• Goal of the exercise
Working from the top of the records below, reproduce each line exactly, ending once you have written the line containing "Where can the building".

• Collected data
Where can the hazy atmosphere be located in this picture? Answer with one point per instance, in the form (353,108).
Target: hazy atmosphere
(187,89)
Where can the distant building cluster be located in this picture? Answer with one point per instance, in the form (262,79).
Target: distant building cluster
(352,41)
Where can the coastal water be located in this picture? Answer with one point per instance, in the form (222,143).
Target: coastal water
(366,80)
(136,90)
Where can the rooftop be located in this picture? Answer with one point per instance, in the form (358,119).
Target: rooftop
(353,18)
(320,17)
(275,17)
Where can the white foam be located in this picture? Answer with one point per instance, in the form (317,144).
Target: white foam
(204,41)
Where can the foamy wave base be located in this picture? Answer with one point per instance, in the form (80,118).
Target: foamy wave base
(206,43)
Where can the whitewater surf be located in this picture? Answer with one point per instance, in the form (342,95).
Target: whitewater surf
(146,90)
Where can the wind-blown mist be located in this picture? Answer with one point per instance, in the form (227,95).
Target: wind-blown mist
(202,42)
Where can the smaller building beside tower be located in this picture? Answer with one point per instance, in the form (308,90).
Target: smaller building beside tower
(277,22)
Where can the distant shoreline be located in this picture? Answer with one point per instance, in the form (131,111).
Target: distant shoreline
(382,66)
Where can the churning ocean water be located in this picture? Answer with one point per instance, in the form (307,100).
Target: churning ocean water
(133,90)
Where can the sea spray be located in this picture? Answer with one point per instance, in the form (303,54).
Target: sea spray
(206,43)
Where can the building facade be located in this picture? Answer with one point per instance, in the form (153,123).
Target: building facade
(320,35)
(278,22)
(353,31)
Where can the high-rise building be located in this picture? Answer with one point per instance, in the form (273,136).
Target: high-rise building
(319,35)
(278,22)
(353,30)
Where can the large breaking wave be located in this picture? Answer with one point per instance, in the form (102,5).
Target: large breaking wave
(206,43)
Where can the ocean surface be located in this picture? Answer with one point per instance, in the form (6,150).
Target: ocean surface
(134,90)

• Result of the exercise
Where can the hazy atmosphere be located in this picture? Answer with one point per instance, in the form (353,108).
Target: hazy atmosphere
(187,89)
Where can the distant building cluster be located in this picture? Answer with one point per instance, in the form (262,79).
Target: distant building cluster
(352,41)
Where can the coastal water be located in this picture? Answer with one point per instance, in the form (222,143).
Target: coastal water
(366,80)
(136,90)
Where can the rooftop be located in this picture? Answer with one point per instance, in the form (358,119).
Target: rooftop
(353,18)
(320,17)
(275,17)
Where can the white foam be located in this picture? Answer with one point per instance, in the form (317,144).
Target: white foam
(204,41)
Where can the foamy wave base be located in this picture? Answer with one point per instance, in the form (80,118).
Target: foamy wave base
(206,43)
Where can the whitewater surf be located in this picture? Answer with one point per instance, in the form (342,95).
Target: whitewater surf
(146,90)
Where can the wind-blown mist be located in this picture? Answer with one point per instance, in the form (227,95).
Target: wind-blown mist
(202,42)
Where can the smaller building beside tower be located in this picture? Answer with one point per instance, in the form (308,90).
Target: smaller building beside tower
(277,22)
Where can the distant shoreline be located in this picture? Answer with one point per instance, in the form (131,111).
Target: distant shoreline
(382,66)
Where can the churning ocean water be located in this picture? Answer with one point per instance, in the form (307,100).
Target: churning ocean water
(133,90)
Where can the sea spray be located in this picture? Answer with one point per instance, in the form (303,54).
Target: sea spray
(206,43)
Where can the building facade be located in this picture? Answer with one point per instance, in the form (153,123).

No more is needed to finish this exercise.